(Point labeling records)
-----

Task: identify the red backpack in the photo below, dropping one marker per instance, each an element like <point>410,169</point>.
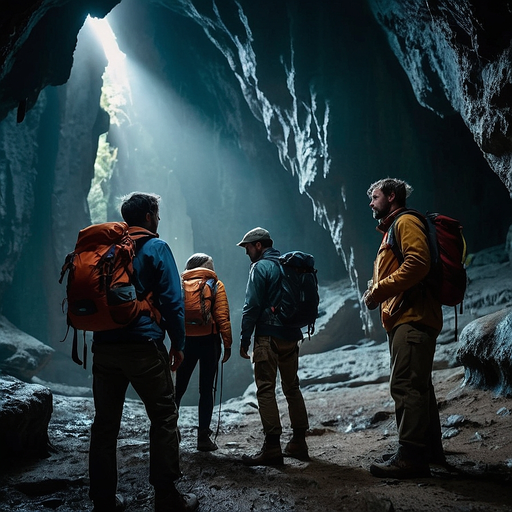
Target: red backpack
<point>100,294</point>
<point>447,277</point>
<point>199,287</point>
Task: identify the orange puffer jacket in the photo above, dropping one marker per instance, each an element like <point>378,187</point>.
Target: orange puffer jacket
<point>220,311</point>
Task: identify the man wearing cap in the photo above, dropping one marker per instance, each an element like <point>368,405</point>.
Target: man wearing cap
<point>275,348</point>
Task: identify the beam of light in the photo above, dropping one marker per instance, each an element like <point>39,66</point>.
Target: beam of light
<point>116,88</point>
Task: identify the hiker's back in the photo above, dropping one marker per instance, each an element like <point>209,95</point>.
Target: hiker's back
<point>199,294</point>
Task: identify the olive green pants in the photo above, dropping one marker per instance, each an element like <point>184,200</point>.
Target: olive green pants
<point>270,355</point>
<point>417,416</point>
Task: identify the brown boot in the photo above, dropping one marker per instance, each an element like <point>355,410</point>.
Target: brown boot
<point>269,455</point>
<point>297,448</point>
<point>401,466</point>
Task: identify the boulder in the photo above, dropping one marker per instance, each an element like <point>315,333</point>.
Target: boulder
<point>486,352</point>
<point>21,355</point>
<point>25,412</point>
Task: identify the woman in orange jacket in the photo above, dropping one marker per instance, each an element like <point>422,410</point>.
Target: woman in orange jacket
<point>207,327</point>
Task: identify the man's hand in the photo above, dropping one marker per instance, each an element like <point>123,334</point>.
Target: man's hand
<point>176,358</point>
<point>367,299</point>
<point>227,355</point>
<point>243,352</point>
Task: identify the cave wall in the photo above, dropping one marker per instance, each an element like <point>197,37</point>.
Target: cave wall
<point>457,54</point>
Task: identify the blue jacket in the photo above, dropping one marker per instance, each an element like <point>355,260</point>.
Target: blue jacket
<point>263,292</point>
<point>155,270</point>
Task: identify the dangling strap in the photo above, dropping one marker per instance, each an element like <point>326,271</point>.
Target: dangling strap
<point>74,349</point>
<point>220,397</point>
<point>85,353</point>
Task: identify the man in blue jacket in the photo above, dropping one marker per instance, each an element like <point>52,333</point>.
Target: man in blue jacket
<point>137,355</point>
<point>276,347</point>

-----

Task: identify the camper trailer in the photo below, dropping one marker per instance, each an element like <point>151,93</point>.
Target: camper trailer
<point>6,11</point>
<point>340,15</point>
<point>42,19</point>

-----

■ DIRECTION
Please reproduce the records verbatim, everything from the line containing "Task: identify the olive" down to the line containing "<point>401,466</point>", with both of those lines included.

■ SOLVED PROBLEM
Task: identify the olive green pants in the photo above, dropping one marker per instance, each an element like <point>184,200</point>.
Target: olive green pants
<point>270,355</point>
<point>417,416</point>
Task: identify the brown boot in the photo above, dropping one marker per instance, each an element like <point>355,410</point>.
Target: brown boot
<point>269,455</point>
<point>297,448</point>
<point>401,466</point>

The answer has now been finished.